══ 原文摘录

使用了bert的vocab.txt作为本文的vocabulary，长度28000多
run_summarization.py中，加入

tf.app.flags.DEFINE_string('encoder_type', "bi", 'encoder type')

无用的代码注释掉

# convert_sentences_to_idsmasks(batch.enc_batch, batch.e)

            # bert model 暂未使用
            # bert_model = modeling.BertModel(
            #     config=bert_config,
            #     is_training=is_training,
            #     input_ids=batch.enc_batch,
            #     input_mask=input_mask,
            #     token_type_ids=segment_ids,
            #     use_one_hot_embeddings=use_one_hot_embeddings
            # )

hparam_list 中加入 'encoder_type'

beam_search.py

enc_states, dec_in_state = model.run_encoder(sess, batch)

->

enc_states, current_states, dec_in_state = model.run_encoder(sess, batch)

beam_search.py

(topk_ids, topk_log_probs, new_states, attn_dists,
         new_coverage) = model.decode_onestep(
             sess=sess,
             batch=batch,
             latest_tokens=latest_tokens,
             enc_states=enc_states,
             dec_init_states=states,
             prev_coverage=prev_coverage)

════

• 书面练习 1:
根据这段代码修改笔记，回答下列问题：
(a) 本文用哪个文件作为词表？它的长度大约是多少？
(b) 在 run_summarization.py 中加入的标志叫什么名字？它的默认值是什么？
(c) 在 beam_search.py 中，修改后的 model.run_encoder 返回哪几个变量？
• 书面练习 2: 请把这段代码修改笔记中从“使用了bert的vocab.”一直到“# convert_sentences_to_idsmasks(batch.enc_batch, batch.e)”的全部内容一字不改地抄录下来。
后面的记录在本练习中用不到。

══ 所给数据

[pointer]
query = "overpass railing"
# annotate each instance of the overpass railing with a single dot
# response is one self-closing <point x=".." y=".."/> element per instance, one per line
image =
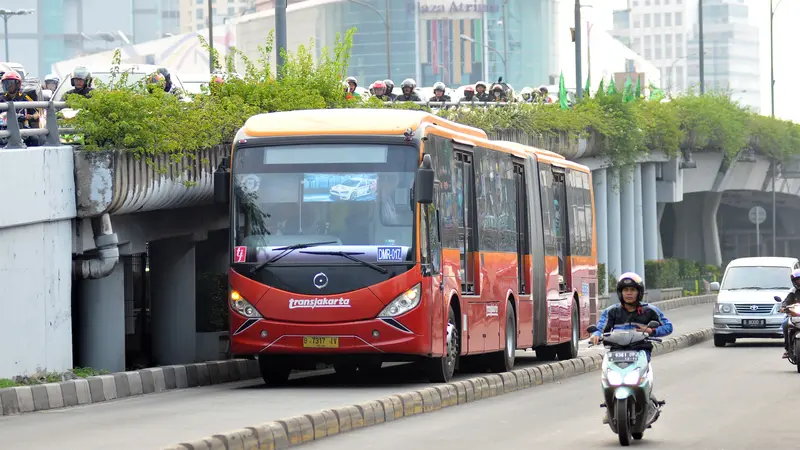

════

• 练习答案 1:
(a) 本文用 bert 的 vocab.txt 作为词表，长度为 28000 多。
(b) 标志名为 'encoder_type'，默认值是 "bi"。
(c) 修改后返回 enc_states、current_states 和 dec_in_state 三个变量。

• 练习答案 2:
使用了bert的vocab.txt作为本文的vocabulary，长度28000多
run_summarization.py中，加入

tf.app.flags.DEFINE_string('encoder_type', "bi", 'encoder type')

无用的代码注释掉

# convert_sentences_to_idsmasks(batch.enc_batch, batch.e)